● TO DO:
Set down the records once more, please, exactly and with the pictures left out.

[Extracted records]
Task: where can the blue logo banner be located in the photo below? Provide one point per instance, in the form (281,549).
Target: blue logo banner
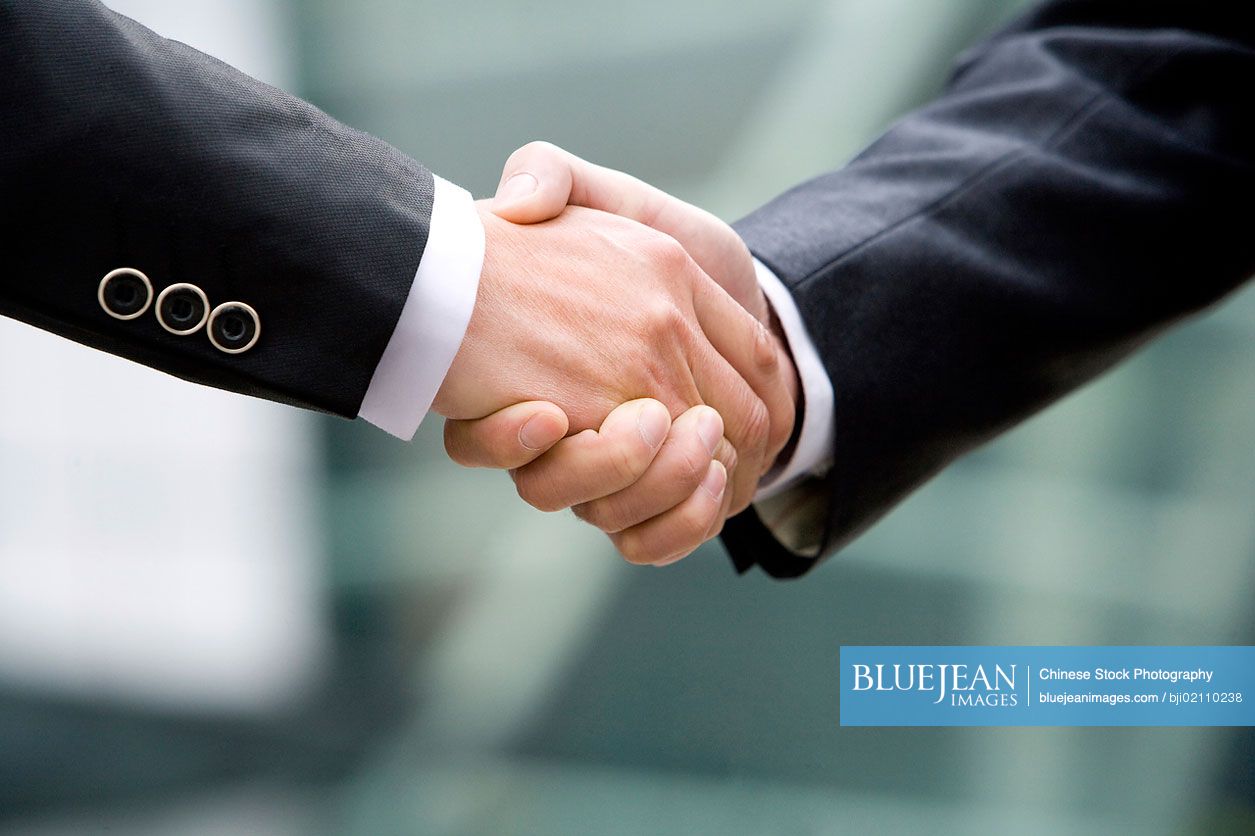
(1047,685)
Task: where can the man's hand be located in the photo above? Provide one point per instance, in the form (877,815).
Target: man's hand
(653,520)
(590,310)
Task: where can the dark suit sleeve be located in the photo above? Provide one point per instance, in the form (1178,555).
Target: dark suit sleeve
(1086,180)
(119,148)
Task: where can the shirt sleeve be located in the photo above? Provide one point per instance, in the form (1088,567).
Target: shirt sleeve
(812,455)
(434,316)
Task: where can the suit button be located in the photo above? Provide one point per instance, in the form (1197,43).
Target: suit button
(182,309)
(124,293)
(234,328)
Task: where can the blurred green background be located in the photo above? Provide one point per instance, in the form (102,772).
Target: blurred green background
(486,669)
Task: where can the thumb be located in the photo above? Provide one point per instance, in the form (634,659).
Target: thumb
(540,180)
(535,185)
(507,438)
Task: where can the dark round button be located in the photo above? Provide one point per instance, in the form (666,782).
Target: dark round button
(124,293)
(234,328)
(182,309)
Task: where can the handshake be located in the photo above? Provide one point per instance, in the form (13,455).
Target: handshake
(621,359)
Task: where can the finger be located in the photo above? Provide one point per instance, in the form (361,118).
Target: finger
(754,353)
(727,455)
(507,438)
(674,473)
(675,534)
(595,463)
(540,180)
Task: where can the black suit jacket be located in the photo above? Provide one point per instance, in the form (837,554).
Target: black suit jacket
(1086,180)
(119,148)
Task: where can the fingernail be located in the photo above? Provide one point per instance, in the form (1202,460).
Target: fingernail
(715,480)
(515,188)
(653,422)
(537,433)
(710,429)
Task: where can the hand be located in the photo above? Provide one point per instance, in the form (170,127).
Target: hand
(591,310)
(654,520)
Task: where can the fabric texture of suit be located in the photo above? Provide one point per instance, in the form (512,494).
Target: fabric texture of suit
(1086,180)
(119,148)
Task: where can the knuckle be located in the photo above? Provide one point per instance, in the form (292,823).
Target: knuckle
(631,547)
(727,453)
(667,254)
(758,424)
(628,462)
(535,491)
(692,466)
(599,514)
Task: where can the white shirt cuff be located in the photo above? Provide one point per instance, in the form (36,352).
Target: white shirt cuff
(434,316)
(812,455)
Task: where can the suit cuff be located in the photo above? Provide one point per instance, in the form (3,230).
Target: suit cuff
(812,455)
(434,316)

● WRITTEN SOLUTION:
Task: where can the blue logo banner be located in the photo below? Provide one point per instance, in the form (281,549).
Target: blue logo banner
(1047,685)
Task: where can the man's hand be located in the photo above? Provide one point per instance, in the form (877,815).
Target: man's hand
(653,520)
(590,310)
Task: where can the dark suit sleeve be located in the photo above? Provide one point per instance, in the form (1178,555).
Target: dark suit sleeve
(1086,180)
(119,148)
Task: where can the shirt sleeve be located in the photo above? Provide one point per instance, in the form (1088,567).
Target: shirt sleeve
(812,455)
(434,316)
Task: where can the suit button be located in the photo above? Provide one point per instance, in the form (1197,43).
Target: suit button
(182,309)
(124,293)
(234,328)
Task: where can the blurred green background be located in the photo above? Provide one point per instance, in the form (102,772).
Target: blurred green background
(486,669)
Task: where can the thumb be located in the photo above? Provide one point per instance, in the form (634,659).
Target: thumb
(540,180)
(535,185)
(507,438)
Task: where can the dark round button be located in the photo above? Provide one point per instance, in the form (666,782).
Target: dark round button
(124,293)
(234,328)
(182,309)
Task: where can the handshake be located in the photo above? Provide one point per instance, in the form (13,455).
Target: handshake
(621,359)
Task: where can the finger be located in the photo above? Provide one point per instance, in the form (361,118).
Target: finger
(754,353)
(727,455)
(507,438)
(674,473)
(675,534)
(595,463)
(540,180)
Task: where can the black suit jacket be located in the photo above? Provide one point per instance, in the form (837,554).
Target: black suit jacket
(1086,180)
(119,148)
Task: where can the fingernail be located in the photo above? Provide one point per instance, in the form (1202,460).
Target: fingernail
(715,480)
(515,188)
(653,422)
(537,433)
(710,429)
Task: where can the hand be located in the photo above? Provide one point per instance, in the form (170,127).
Target: hand
(591,310)
(654,520)
Task: where can the fabric texture of suit be located in the photo above? Provide one point per instance, in the form (512,494).
Target: fabric texture of suit
(1086,180)
(119,148)
Task: where can the knuckle be located in the photo above? Provide one point per instance, in the form (292,823).
Target: knuckle
(631,547)
(727,453)
(667,254)
(758,424)
(628,462)
(535,491)
(692,466)
(599,514)
Task: where can the white shirt cuff be located in the photo above? Provide one point per instance, in the form (36,352).
Target: white shirt cuff
(434,316)
(812,455)
Task: where can the suit cuff be located in the photo above? Provide one point per instance, in the form (3,230).
Target: suit cuff
(812,455)
(434,316)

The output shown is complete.